▶ **EXERCISE REQUIREMENTS**
Turn every line of the rows below into a JSON list of strings, one string for each line and no blank lines.

▶ **SOURCE MATERIAL**
========================================================================

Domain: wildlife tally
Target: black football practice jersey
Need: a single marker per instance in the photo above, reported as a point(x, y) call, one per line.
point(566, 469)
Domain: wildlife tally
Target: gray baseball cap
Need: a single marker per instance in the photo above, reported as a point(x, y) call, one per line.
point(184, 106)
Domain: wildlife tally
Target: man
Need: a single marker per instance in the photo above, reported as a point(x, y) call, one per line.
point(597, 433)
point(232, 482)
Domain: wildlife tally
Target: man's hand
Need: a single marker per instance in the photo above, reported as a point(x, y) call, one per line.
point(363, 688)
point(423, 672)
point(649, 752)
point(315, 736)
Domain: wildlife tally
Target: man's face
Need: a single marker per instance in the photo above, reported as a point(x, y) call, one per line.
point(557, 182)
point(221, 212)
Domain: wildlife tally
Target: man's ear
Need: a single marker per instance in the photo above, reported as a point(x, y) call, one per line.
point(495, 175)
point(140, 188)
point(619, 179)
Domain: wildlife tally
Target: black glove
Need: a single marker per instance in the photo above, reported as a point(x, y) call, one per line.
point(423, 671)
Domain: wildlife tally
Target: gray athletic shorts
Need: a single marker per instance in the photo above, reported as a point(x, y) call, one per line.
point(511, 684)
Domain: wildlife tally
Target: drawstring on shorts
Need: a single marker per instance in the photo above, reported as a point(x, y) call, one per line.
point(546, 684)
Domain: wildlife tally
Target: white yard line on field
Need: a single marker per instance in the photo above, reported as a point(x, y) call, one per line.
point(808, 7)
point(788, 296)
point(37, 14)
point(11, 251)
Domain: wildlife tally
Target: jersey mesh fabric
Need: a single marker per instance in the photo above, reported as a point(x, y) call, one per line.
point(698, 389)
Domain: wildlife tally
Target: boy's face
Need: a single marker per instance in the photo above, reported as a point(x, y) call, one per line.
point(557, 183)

========================================================================

▶ **RESPONSE BELOW**
[
  "Domain: wildlife tally",
  "Target: black football practice jersey",
  "Need: a single marker per instance in the photo above, reported as a point(x, y) call, one per line.",
  "point(566, 469)",
  "Domain: wildlife tally",
  "Target: gray baseball cap",
  "Need: a single marker per instance in the photo above, reported as a point(x, y) call, one per line.",
  "point(184, 106)",
  "Domain: wildlife tally",
  "Target: man",
  "Need: a single marker per instance in the photo above, reported as a point(x, y) call, one per line.",
  "point(597, 433)",
  "point(232, 482)",
  "Domain: wildlife tally",
  "Target: man's hand",
  "Need: a single marker per instance in the photo above, reported as a point(x, y) call, one per line.",
  "point(363, 688)",
  "point(423, 672)",
  "point(649, 752)",
  "point(315, 736)",
  "Domain: wildlife tally",
  "Target: man's face",
  "Need: a single marker per instance in the photo above, reported as a point(x, y) call, one per line.",
  "point(557, 182)",
  "point(221, 212)",
  "Domain: wildlife tally",
  "Target: man's ear",
  "Need: a single marker per instance in the photo above, reported as a point(x, y) call, one per line.",
  "point(495, 175)",
  "point(140, 188)",
  "point(619, 179)",
  "Domain: wildlife tally",
  "Target: black glove",
  "Need: a single marker per instance in the photo above, reported as a point(x, y) call, one per line.",
  "point(423, 671)",
  "Domain: wildlife tally",
  "Target: gray athletic shorts",
  "Need: a single marker per instance in the photo above, reported as a point(x, y) call, one per line.",
  "point(511, 684)",
  "Domain: wildlife tally",
  "Target: drawstring on shorts",
  "Need: a single marker per instance in the photo above, reported as a point(x, y) call, one per line.",
  "point(546, 684)",
  "Domain: wildlife tally",
  "Target: white yard line on field",
  "Need: a single marker per instance in the photo above, reported as a point(x, y) call, one per line.",
  "point(808, 7)",
  "point(788, 296)",
  "point(37, 14)",
  "point(11, 251)",
  "Domain: wildlife tally",
  "Target: jersey mesh fabric",
  "Need: a single marker per instance in the photo above, reported as a point(x, y) call, one per line.",
  "point(698, 389)",
  "Domain: wildlife tally",
  "Target: boy's face",
  "Need: a single marker per instance in the photo above, reported as a point(x, y) call, one per line.",
  "point(557, 183)"
]